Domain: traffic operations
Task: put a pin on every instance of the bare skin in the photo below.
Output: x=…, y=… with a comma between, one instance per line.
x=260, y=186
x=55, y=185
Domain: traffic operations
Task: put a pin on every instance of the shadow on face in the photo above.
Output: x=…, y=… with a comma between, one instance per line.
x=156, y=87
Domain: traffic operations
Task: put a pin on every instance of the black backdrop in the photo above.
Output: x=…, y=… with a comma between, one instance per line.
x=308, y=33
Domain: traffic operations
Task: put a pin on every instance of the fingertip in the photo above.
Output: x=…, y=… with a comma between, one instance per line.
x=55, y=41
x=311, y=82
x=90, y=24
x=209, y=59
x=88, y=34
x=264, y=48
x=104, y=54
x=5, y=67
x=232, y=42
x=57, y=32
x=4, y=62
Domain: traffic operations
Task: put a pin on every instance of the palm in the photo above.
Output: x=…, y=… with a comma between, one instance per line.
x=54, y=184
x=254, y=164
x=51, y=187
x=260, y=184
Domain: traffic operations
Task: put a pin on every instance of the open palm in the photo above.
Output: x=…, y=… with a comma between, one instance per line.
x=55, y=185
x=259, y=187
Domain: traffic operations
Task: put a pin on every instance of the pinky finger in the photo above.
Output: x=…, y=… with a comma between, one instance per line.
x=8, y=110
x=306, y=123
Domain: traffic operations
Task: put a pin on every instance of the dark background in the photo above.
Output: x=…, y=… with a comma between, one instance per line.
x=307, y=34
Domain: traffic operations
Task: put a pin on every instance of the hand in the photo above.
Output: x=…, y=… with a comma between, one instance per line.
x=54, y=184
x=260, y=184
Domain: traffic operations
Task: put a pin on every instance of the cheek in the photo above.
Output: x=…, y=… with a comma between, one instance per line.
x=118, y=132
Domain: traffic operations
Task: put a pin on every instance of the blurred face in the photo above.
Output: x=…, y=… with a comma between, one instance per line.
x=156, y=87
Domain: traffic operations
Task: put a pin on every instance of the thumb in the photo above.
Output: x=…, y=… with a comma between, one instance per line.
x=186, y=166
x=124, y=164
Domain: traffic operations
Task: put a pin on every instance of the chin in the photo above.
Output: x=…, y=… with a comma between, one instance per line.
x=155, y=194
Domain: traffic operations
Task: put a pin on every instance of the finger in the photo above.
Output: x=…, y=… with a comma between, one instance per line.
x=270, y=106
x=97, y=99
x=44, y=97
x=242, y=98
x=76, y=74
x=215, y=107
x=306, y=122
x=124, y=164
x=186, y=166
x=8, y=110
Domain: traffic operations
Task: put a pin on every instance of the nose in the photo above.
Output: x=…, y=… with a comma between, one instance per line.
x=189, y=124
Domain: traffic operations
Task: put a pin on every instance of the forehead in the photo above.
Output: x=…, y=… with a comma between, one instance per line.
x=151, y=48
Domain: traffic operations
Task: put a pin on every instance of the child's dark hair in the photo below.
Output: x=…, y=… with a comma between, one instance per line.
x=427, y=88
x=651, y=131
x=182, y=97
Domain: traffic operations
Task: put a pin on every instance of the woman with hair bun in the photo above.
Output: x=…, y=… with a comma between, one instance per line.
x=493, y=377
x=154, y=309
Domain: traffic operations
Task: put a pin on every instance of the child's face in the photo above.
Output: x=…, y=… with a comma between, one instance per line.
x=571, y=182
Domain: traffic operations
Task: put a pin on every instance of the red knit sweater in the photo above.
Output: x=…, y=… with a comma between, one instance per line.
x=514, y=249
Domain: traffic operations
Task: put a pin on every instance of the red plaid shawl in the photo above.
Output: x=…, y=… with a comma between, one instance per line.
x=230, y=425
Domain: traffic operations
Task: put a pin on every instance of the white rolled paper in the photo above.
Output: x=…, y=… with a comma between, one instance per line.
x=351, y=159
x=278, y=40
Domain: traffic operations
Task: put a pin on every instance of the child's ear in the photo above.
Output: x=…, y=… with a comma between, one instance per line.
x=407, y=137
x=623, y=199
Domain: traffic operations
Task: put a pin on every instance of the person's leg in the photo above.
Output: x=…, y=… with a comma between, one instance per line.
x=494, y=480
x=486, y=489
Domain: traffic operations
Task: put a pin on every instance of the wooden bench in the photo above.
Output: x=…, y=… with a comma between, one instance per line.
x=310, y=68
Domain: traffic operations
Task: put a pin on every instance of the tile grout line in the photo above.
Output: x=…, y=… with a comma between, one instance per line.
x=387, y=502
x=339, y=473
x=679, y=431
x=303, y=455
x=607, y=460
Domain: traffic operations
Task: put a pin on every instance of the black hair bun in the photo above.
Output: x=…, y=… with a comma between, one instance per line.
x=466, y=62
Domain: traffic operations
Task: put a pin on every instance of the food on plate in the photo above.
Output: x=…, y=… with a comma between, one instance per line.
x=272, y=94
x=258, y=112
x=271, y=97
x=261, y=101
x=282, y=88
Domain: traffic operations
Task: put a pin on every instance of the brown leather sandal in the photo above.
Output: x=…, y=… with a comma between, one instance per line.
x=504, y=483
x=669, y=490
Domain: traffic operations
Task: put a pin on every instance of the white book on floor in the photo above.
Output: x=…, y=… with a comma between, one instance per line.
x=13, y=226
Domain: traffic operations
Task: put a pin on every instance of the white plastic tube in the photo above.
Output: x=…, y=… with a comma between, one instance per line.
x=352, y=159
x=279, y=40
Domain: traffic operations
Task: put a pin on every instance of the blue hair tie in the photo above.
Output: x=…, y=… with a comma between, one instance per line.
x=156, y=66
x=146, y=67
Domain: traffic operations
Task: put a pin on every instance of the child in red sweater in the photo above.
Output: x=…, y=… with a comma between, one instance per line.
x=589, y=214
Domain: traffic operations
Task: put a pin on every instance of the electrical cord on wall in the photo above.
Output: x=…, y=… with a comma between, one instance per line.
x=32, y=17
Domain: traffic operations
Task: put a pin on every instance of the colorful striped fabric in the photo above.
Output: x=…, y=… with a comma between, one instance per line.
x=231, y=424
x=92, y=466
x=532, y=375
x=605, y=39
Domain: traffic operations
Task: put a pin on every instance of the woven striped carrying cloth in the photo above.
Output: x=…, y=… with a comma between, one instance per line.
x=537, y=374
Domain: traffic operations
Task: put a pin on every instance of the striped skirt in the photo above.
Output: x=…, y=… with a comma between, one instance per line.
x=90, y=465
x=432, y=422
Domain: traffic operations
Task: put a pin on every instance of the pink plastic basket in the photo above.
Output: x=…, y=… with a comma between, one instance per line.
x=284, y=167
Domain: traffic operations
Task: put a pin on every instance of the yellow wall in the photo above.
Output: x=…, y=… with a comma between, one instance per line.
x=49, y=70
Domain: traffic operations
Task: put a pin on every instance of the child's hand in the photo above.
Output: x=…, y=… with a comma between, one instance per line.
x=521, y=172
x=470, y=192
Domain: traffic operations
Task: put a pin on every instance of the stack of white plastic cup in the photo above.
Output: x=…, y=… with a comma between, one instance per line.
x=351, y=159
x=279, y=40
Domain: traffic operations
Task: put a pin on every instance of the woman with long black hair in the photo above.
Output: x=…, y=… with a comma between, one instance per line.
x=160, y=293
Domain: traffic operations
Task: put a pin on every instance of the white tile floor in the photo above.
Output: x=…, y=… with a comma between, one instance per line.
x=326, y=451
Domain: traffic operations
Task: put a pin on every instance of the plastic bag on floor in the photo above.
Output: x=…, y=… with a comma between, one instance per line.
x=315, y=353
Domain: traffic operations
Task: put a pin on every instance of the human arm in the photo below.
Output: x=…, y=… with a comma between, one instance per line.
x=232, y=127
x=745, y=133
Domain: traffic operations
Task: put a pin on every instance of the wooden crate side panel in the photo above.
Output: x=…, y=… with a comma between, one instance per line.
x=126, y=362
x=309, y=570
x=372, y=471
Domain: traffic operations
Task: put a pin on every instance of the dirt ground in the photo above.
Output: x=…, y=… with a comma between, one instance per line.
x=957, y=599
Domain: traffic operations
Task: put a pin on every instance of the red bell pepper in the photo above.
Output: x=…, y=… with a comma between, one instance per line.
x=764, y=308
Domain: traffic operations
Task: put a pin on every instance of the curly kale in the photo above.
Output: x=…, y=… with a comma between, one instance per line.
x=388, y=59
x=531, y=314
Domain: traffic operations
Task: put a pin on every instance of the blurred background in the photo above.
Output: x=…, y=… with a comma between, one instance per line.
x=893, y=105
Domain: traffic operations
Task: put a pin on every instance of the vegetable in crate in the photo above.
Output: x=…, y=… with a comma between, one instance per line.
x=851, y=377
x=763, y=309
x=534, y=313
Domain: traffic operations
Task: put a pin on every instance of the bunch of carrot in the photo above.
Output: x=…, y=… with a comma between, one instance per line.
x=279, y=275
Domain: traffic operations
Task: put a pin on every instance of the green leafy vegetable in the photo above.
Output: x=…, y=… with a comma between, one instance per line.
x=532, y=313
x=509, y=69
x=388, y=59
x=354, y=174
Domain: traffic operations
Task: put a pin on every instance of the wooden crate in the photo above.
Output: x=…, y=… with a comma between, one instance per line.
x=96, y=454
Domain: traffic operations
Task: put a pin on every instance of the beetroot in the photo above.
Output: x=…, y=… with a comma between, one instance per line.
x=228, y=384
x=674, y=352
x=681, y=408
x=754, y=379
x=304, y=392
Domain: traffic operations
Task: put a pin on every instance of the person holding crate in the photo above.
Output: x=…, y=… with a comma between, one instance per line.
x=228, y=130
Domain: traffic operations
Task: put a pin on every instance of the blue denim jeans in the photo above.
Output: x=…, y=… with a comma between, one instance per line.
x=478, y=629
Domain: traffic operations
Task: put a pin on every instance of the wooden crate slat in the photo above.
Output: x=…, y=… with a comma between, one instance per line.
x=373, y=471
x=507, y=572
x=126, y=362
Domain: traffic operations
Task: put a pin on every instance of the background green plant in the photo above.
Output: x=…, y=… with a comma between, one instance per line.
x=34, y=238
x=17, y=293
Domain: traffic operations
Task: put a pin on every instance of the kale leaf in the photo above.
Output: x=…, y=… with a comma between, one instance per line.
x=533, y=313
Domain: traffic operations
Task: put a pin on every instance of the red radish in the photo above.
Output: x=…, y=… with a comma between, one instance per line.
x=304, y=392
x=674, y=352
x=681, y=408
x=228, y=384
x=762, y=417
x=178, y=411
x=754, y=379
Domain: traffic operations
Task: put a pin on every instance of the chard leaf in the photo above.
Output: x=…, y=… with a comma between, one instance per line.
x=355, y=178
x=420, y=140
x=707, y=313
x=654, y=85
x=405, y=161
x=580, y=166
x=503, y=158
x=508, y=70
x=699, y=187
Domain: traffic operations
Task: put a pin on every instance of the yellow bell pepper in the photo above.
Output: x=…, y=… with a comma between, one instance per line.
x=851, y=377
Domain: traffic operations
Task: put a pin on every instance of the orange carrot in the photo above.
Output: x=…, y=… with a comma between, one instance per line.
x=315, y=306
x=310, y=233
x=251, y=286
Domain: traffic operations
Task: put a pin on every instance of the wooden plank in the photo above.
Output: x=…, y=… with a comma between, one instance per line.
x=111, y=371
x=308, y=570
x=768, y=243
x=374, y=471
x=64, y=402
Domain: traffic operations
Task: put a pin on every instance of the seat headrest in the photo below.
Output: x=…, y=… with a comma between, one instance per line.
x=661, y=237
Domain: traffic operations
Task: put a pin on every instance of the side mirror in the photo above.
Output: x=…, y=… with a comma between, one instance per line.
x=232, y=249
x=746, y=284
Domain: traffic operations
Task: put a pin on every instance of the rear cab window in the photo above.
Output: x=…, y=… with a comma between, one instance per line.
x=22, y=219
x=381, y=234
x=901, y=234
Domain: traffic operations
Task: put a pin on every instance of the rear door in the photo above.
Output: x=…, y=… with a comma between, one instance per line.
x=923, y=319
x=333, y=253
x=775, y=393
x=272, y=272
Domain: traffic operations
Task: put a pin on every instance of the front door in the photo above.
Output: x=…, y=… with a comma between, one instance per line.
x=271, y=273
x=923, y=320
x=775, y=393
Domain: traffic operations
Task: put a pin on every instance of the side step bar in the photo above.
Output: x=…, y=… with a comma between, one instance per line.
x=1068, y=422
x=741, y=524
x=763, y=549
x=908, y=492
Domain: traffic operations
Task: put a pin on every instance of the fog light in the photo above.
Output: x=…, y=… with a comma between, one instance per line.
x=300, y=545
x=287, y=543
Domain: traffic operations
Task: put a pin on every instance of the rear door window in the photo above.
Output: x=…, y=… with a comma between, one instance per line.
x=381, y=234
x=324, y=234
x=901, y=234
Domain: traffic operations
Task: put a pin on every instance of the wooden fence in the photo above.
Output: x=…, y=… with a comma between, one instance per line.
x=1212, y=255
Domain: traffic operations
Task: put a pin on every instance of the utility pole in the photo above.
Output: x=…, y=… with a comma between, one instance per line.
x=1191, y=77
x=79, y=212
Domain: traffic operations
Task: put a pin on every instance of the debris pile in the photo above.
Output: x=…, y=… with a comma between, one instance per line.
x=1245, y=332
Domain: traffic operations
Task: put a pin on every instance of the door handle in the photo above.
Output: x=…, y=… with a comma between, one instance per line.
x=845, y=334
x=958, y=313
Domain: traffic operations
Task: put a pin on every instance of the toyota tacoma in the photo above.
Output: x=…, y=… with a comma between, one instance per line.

▶ Short problem
Recast the listing above, from its first line through the line containing "x=308, y=33", as a Markdown table with the columns Row and Text. Each non-blank line goes in its own row, numbered in order.

▶ Written reply
| Row | Text |
|---|---|
| 1 | Domain: traffic operations |
| 2 | Task: put a pin on every instance of the bare skin in the photo below. |
| 3 | Output: x=…, y=… with a comma between, one instance per line. |
| 4 | x=260, y=186 |
| 5 | x=55, y=185 |
| 6 | Domain: traffic operations |
| 7 | Task: put a pin on every instance of the shadow on face in the photo above. |
| 8 | Output: x=…, y=… with a comma between, one instance per line. |
| 9 | x=156, y=87 |
| 10 | Domain: traffic operations |
| 11 | Task: put a pin on every instance of the black backdrop in the photo above. |
| 12 | Output: x=…, y=… with a comma between, one instance per line. |
| 13 | x=308, y=33 |